--- Start ---
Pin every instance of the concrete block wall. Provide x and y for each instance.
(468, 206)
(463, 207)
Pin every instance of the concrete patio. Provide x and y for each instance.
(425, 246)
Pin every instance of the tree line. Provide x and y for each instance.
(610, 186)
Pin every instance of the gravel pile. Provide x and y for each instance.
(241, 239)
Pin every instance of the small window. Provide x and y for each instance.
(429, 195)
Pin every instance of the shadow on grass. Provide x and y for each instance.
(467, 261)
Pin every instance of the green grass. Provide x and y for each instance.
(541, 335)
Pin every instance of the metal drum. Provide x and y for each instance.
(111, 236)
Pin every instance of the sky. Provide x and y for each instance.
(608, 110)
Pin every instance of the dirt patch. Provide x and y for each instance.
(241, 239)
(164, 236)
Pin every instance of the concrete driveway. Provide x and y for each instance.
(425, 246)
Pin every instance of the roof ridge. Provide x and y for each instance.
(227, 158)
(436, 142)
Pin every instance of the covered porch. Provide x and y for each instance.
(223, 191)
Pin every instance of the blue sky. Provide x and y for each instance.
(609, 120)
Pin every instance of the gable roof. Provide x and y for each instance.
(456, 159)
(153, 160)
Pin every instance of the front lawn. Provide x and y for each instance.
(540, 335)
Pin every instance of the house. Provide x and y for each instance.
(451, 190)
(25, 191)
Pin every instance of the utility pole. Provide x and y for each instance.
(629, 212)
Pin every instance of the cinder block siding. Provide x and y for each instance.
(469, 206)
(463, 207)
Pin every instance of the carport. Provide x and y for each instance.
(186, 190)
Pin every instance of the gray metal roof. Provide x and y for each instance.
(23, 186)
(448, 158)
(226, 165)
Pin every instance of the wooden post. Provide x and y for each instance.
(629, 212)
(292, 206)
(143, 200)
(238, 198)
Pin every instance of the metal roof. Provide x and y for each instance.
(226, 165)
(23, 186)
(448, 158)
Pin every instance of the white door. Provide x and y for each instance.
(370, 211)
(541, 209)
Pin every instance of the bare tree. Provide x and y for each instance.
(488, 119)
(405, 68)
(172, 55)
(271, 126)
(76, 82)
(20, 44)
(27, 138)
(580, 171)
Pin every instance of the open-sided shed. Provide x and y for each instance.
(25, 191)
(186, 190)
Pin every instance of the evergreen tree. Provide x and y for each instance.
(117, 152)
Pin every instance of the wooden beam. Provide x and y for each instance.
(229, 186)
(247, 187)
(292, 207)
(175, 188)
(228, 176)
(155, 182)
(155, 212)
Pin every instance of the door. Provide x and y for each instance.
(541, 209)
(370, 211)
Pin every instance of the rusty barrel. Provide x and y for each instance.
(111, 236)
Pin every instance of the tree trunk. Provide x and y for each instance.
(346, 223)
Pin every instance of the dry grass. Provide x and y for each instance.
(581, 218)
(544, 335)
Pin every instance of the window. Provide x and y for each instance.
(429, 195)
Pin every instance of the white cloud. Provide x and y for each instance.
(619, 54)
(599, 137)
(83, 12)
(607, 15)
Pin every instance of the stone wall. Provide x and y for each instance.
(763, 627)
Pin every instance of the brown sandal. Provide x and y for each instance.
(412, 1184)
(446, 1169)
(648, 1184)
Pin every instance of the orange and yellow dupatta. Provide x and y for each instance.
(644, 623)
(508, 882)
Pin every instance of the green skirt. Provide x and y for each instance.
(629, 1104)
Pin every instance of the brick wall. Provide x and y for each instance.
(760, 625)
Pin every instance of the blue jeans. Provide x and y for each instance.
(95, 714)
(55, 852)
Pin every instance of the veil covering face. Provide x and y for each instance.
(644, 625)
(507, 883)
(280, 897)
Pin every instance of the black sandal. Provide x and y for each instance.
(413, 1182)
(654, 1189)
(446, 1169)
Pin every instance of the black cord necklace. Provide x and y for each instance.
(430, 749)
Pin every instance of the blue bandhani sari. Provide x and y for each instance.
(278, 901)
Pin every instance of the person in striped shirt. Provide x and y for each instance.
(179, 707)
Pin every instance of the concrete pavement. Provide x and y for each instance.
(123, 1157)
--- End ---
Problem requirements
Every entry above needs to be quoted exactly.

Exercise response
Pin every instance of the concrete block wall. Provide x and y for each instance.
(468, 206)
(463, 207)
Pin every instance of the concrete patio. Provide x and y for each instance.
(425, 246)
Pin every instance of the tree line. Provide x and y for each instance.
(610, 186)
Pin every instance of the gravel pile. Provide x and y for each instance.
(241, 239)
Pin every instance of the small window. Provide x and y for each instance.
(429, 195)
Pin every instance of the shadow on grass. Provide x and y for each instance.
(467, 261)
Pin every instance of the green grass. Provide x and y for each instance.
(541, 335)
Pin every instance of the metal drum. Provide x and y for each instance.
(111, 236)
Pin every instance of the sky. Provide x and y for each instance.
(608, 110)
Pin every instance of the dirt patch. Provide x and y for each instance.
(241, 239)
(164, 236)
Pin every instance of the concrete driveway. Provide x and y for each instance.
(425, 246)
Pin every instance of the roof ridge. Provide x and y for each instance.
(227, 158)
(436, 142)
Pin every instance of the covered porch. Provide x and y for each instance.
(223, 191)
Pin every instance of the blue sky. Provide x and y for each instance.
(609, 120)
Pin every instance of the gable roof. Provide x and y for each instance.
(456, 159)
(153, 160)
Pin every instance of the front lawn. Provide x and y for each instance.
(540, 335)
Pin every instance of the house. Provide x and y for each instance.
(451, 190)
(25, 191)
Pin every instance of the utility pole. Provide x and y for each instance.
(629, 212)
Pin every instance of the cinder block siding. Provide x and y for each instance.
(469, 206)
(463, 207)
Pin every instance of the carport. Provide x and y for each instance.
(186, 190)
Pin every instance of the gray metal roof. Provide x and y for each instance.
(23, 186)
(448, 158)
(226, 165)
Pin every instance of the wooden post. Provide x and y for each instance.
(629, 212)
(292, 206)
(143, 200)
(238, 198)
Pin every instance of the metal roof. Provide x and y for each instance.
(226, 165)
(23, 186)
(448, 158)
Pin every instance of the white door. Provide x and y for each instance.
(370, 211)
(541, 209)
Pin every instance of the bare tree. Provide x and y for each instance.
(488, 119)
(405, 68)
(172, 55)
(271, 126)
(76, 82)
(20, 44)
(27, 138)
(580, 171)
Pin every instance of the open-sided shed. Provide x and y for each instance.
(25, 191)
(186, 190)
Pin every instance of the evergreen tree. Provide x and y for each instance.
(117, 152)
Pin every instance of the wooden beam. Provide x and y for each instance.
(229, 186)
(247, 187)
(292, 207)
(175, 188)
(228, 176)
(155, 182)
(155, 212)
Pin every instance of the door. Provide x and y for each instance.
(541, 209)
(370, 211)
Pin every instance of the rusty barrel. Provide x and y for each instance.
(111, 236)
Pin every instance of the tree trunk. Provide x and y for each instance.
(346, 223)
Pin every instance of the dry grass. Provide x and y for each instance.
(581, 218)
(544, 335)
Pin every instance of the window. Provide x and y for each instance.
(429, 195)
Pin every instance of the white cloud. Provide x and y for each instance.
(619, 54)
(599, 137)
(83, 12)
(607, 15)
Pin every instance of the stone wall. Provide x and y for each instance.
(763, 627)
Pin every instance of the brown sandal. Provide x and y for each instance.
(412, 1184)
(446, 1169)
(648, 1184)
Pin every instance of the orange and yellow dupatta. Provide x and y for each instance.
(644, 623)
(508, 882)
Pin every instance of the green skirt. Provide x and y for each instance.
(629, 1104)
Pin every instance of the brick wall. Provide x and y for each instance.
(760, 625)
Pin every instance of the blue jeans. Provide x and y for each instance.
(95, 714)
(55, 852)
Pin every instance of the veil covering face. Provide x and y for each instance.
(644, 625)
(507, 883)
(280, 897)
Pin every instance of the black sandal. Provide x and y for each instance.
(413, 1182)
(654, 1189)
(446, 1169)
Pin every instance of the black cord necklace. Provide x and y for each instance.
(430, 749)
Pin every instance of the blue bandhani sari. Provide x and y for each instance.
(278, 901)
Pin every instance of the person in striped shirt. Provide x and y for each instance.
(179, 707)
Pin every instance of the concrete pavement. Provide x and y for each instance.
(123, 1157)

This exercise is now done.